Given task: Pick out each line in the listing below that contains the word "blue", and copy those lines.

Records:
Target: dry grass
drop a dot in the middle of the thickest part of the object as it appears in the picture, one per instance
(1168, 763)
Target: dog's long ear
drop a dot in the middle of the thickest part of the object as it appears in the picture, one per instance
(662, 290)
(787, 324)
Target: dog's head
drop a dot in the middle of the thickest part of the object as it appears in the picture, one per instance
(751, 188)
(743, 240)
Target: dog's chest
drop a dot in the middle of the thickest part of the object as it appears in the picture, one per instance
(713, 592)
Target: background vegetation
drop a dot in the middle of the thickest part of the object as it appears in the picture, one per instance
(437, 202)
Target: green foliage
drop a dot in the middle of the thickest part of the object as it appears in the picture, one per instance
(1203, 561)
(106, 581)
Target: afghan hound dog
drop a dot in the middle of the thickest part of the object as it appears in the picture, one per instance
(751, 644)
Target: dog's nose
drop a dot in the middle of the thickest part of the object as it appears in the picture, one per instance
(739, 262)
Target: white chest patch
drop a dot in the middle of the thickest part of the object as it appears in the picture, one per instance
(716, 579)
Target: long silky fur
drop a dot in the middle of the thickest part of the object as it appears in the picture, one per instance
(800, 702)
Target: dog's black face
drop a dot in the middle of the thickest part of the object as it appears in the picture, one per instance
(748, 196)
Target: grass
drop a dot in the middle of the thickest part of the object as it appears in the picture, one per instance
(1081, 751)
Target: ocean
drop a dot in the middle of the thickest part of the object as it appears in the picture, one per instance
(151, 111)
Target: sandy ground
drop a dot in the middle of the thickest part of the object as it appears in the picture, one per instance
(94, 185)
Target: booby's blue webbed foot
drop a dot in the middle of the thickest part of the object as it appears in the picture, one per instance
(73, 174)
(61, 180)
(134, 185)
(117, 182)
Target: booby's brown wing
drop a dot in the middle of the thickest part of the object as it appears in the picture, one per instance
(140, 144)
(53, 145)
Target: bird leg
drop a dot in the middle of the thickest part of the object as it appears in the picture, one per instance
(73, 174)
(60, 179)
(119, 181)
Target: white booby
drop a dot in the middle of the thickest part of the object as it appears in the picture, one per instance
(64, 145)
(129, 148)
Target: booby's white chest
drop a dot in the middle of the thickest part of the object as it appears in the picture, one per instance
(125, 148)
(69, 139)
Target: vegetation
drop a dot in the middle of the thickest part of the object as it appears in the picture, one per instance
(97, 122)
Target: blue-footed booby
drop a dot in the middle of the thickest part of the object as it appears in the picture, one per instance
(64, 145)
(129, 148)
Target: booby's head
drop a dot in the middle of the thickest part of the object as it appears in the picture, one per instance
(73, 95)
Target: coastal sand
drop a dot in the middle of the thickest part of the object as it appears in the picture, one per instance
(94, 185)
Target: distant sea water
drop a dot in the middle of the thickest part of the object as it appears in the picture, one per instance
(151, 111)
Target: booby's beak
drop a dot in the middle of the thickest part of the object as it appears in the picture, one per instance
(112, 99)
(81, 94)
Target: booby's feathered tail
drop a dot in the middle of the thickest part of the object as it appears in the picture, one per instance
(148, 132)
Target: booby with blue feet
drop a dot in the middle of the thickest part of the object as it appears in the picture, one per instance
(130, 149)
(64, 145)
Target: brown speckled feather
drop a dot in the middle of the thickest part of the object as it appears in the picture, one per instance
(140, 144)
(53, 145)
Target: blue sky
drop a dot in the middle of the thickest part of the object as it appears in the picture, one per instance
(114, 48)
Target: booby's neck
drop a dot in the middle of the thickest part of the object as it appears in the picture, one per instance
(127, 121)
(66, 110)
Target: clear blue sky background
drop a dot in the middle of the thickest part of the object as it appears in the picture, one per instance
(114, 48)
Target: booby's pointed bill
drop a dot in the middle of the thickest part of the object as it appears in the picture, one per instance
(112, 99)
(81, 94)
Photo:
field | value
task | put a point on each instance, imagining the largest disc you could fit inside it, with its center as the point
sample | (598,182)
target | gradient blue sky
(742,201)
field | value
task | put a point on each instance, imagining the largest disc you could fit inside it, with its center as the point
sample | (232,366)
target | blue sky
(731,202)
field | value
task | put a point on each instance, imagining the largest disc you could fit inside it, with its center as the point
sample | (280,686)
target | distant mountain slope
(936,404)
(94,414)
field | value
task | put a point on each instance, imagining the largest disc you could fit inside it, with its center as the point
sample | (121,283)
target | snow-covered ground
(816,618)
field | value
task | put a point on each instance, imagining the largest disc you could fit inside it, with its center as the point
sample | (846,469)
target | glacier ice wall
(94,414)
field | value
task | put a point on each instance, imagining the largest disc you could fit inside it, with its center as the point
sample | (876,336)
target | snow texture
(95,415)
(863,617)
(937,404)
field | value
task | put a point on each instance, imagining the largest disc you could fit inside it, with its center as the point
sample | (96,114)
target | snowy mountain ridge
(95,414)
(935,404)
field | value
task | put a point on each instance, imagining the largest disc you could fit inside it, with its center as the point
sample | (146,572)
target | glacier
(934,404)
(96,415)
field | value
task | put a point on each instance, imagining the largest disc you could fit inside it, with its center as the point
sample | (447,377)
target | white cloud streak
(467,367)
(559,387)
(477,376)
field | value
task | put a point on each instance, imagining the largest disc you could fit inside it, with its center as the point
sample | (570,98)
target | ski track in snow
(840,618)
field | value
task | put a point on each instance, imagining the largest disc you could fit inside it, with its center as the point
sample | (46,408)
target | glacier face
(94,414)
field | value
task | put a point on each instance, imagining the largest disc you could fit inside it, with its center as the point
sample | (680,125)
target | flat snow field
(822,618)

Result:
Target: booby's blue webbed foot
Target: blue-footed booby
Target: booby with blue feet
Target: blue sky
Target: clear blue sky background
target | gradient blue sky
target | blue sky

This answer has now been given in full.